### SHORT EXERCISE
Below is a listing; write it out exactly and drop any images from it.

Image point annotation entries
-- start --

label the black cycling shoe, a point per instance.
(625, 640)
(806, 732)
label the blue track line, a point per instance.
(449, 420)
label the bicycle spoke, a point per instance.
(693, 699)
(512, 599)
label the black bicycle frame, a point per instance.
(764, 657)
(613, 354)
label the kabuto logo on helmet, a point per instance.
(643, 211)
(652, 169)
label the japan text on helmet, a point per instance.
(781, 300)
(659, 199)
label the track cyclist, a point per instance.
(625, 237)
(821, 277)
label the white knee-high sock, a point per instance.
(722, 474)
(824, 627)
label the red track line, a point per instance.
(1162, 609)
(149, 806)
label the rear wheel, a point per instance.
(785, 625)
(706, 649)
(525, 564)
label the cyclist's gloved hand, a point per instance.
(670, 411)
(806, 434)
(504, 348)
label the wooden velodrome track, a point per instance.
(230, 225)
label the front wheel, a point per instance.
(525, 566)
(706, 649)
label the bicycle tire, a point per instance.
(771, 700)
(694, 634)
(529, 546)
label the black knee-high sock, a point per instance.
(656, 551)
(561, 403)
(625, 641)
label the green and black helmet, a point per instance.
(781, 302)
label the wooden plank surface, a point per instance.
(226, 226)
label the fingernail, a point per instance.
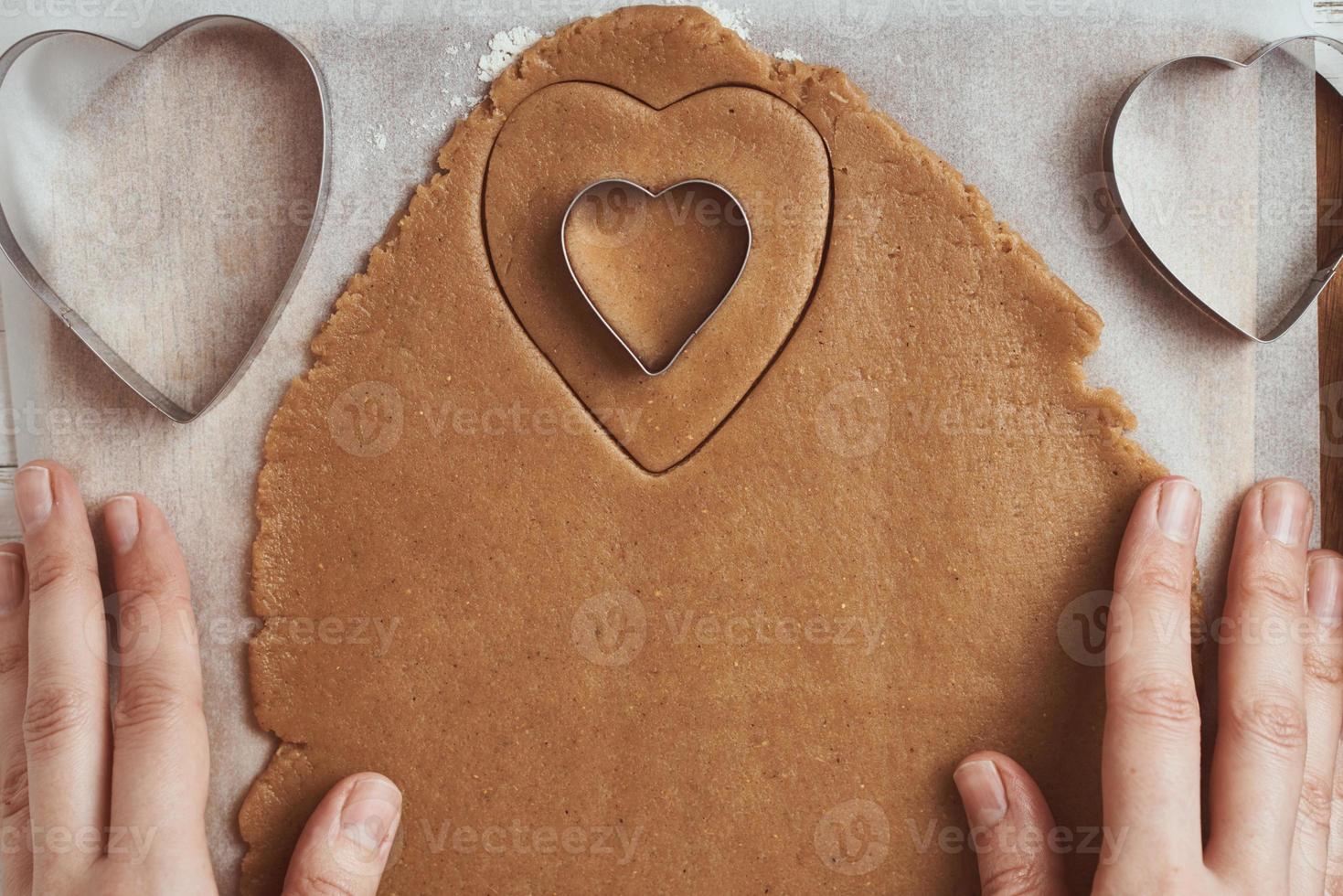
(121, 518)
(32, 496)
(1287, 509)
(11, 581)
(371, 813)
(982, 790)
(1325, 590)
(1177, 509)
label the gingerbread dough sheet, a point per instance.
(720, 633)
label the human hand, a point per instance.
(111, 798)
(1279, 716)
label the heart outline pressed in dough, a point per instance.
(541, 346)
(1319, 280)
(125, 371)
(649, 194)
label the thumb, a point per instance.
(1008, 827)
(344, 848)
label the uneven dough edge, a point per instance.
(283, 792)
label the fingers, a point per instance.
(15, 827)
(1010, 827)
(66, 727)
(1323, 661)
(1150, 764)
(1260, 753)
(346, 844)
(160, 763)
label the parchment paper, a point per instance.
(1013, 93)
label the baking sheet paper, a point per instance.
(1013, 93)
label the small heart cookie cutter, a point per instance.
(1317, 281)
(649, 194)
(68, 316)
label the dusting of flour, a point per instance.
(503, 50)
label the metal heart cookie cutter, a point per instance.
(1317, 281)
(649, 194)
(68, 316)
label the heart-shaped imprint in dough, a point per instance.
(755, 145)
(656, 266)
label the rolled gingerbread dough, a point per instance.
(727, 630)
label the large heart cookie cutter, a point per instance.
(109, 357)
(649, 194)
(1317, 281)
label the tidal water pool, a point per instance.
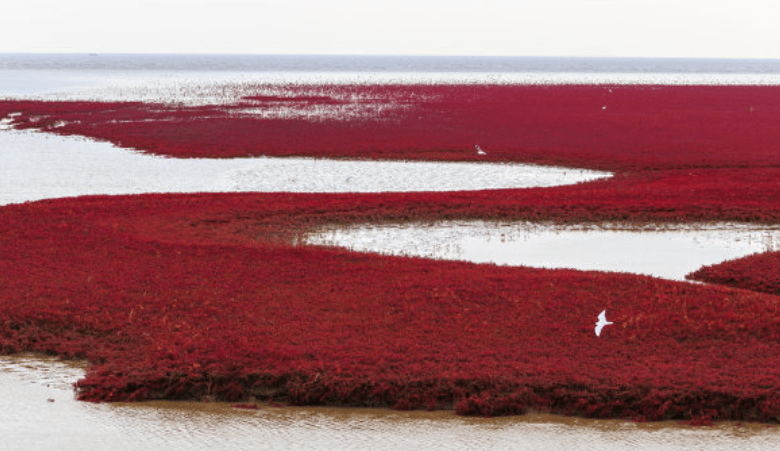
(668, 251)
(38, 412)
(37, 406)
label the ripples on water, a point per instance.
(41, 166)
(668, 251)
(38, 412)
(37, 406)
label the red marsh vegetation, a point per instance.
(191, 296)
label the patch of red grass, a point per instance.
(642, 127)
(190, 296)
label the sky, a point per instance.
(594, 28)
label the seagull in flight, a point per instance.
(602, 322)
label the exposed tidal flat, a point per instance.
(630, 435)
(41, 388)
(38, 412)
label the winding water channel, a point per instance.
(37, 406)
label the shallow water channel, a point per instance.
(668, 251)
(38, 412)
(37, 406)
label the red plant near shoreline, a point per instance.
(203, 295)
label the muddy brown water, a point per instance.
(38, 411)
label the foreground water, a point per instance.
(37, 406)
(669, 251)
(38, 412)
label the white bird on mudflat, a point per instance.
(602, 322)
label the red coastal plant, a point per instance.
(189, 296)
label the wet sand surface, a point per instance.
(38, 411)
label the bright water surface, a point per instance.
(37, 409)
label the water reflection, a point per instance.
(42, 166)
(38, 412)
(662, 250)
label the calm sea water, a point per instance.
(37, 409)
(378, 64)
(102, 75)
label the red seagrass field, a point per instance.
(208, 296)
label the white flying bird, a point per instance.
(602, 322)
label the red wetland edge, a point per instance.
(206, 296)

-- end --

### RESULT FOR THIS EXERCISE
label the black cycling shoe, a point per instance.
(625, 640)
(806, 732)
label the blue track line, a point per instance.
(449, 420)
label the bicycle spoke, a point per instance.
(693, 699)
(512, 599)
label the black bicycle frame, a point per instance.
(764, 657)
(613, 354)
label the kabuto logo on helmet, a point per instance.
(643, 211)
(652, 169)
label the japan text on helmet, a point per instance.
(781, 300)
(659, 199)
label the track cyclist, a point per instance.
(625, 237)
(821, 277)
label the white knee-high sock, a point per instance.
(722, 474)
(824, 627)
label the red track line, a point per instance.
(1162, 609)
(149, 806)
label the rear wheel, a point per instance.
(785, 625)
(706, 649)
(525, 564)
label the cyclist's gloved hand, a point per instance.
(670, 411)
(806, 434)
(504, 348)
label the wooden velodrome track, a point per instance.
(230, 225)
label the front wheel, a point per instance.
(525, 566)
(706, 649)
label the bicycle tire, a point per instance.
(771, 700)
(694, 634)
(529, 546)
label the black knee-high sock, a point per instance.
(656, 551)
(561, 403)
(625, 641)
label the green and black helmet, a point per instance.
(781, 302)
label the wooden plank surface, a point per instance.
(226, 226)
label the fingernail, a point per instance.
(121, 518)
(32, 496)
(1287, 509)
(11, 581)
(371, 813)
(982, 790)
(1325, 590)
(1177, 509)
label the gingerbread dough sheet, a point per instance.
(720, 633)
label the human hand, a point per instance.
(111, 798)
(1279, 716)
label the heart outline pressed in dough, a point per instance.
(541, 346)
(1319, 280)
(125, 371)
(649, 194)
label the thumb, a point per instance.
(1008, 827)
(344, 848)
label the uneven dough edge, a point per instance.
(283, 792)
label the fingers, a point per instance.
(15, 827)
(1010, 827)
(66, 727)
(1323, 661)
(1150, 764)
(1260, 753)
(346, 844)
(160, 763)
label the parchment paper, a point per instance.
(1013, 93)
label the baking sheet paper, a point per instance.
(1013, 93)
label the small heart cookie cutter, a point per instance.
(1317, 281)
(649, 194)
(68, 316)
label the dusting of flour, a point per instance.
(503, 50)
label the metal heart cookie cutter, a point per instance.
(1317, 281)
(649, 194)
(68, 316)
label the heart-shaped imprint in dough, a point per instance.
(755, 145)
(656, 266)
label the rolled gingerbread dough, a point per instance.
(727, 630)
label the large heart cookie cutter, a point per instance.
(109, 357)
(649, 194)
(1317, 281)
label the tidal water pool, a point per instance.
(668, 251)
(38, 412)
(37, 406)
label the ripples on water, a point per instance.
(41, 166)
(668, 251)
(38, 412)
(37, 406)
label the red marsh vegetation, a point per instance.
(191, 296)
label the patch of red grass, a point per instance.
(642, 127)
(190, 296)
label the sky, a point per instance.
(594, 28)
label the seagull in flight, a point per instance.
(602, 322)
label the exposed tidal flat, a point per instance.
(630, 435)
(41, 388)
(38, 412)
label the winding water channel, a point per instance.
(37, 406)
label the shallow water channel, a point per instance.
(668, 251)
(38, 412)
(37, 406)
label the red plant near shoreline, a point per instance.
(203, 295)
label the muddy brown water, a point per instance.
(38, 411)
label the foreground water, a point per instance.
(37, 406)
(669, 251)
(38, 412)
label the white bird on mudflat, a point per instance.
(602, 322)
label the red coastal plant, a point per instance.
(189, 296)
label the wet sand surface, a point per instance.
(38, 411)
label the bright water surface, a point per instance.
(37, 409)
label the water reflection, a point per instance.
(42, 166)
(38, 412)
(662, 250)
label the calm sea water, a point per instance.
(37, 409)
(378, 64)
(102, 75)
label the red seagrass field, a point per instance.
(208, 296)
label the white flying bird, a point per instance.
(602, 322)
label the red wetland edge, a point per instance.
(206, 296)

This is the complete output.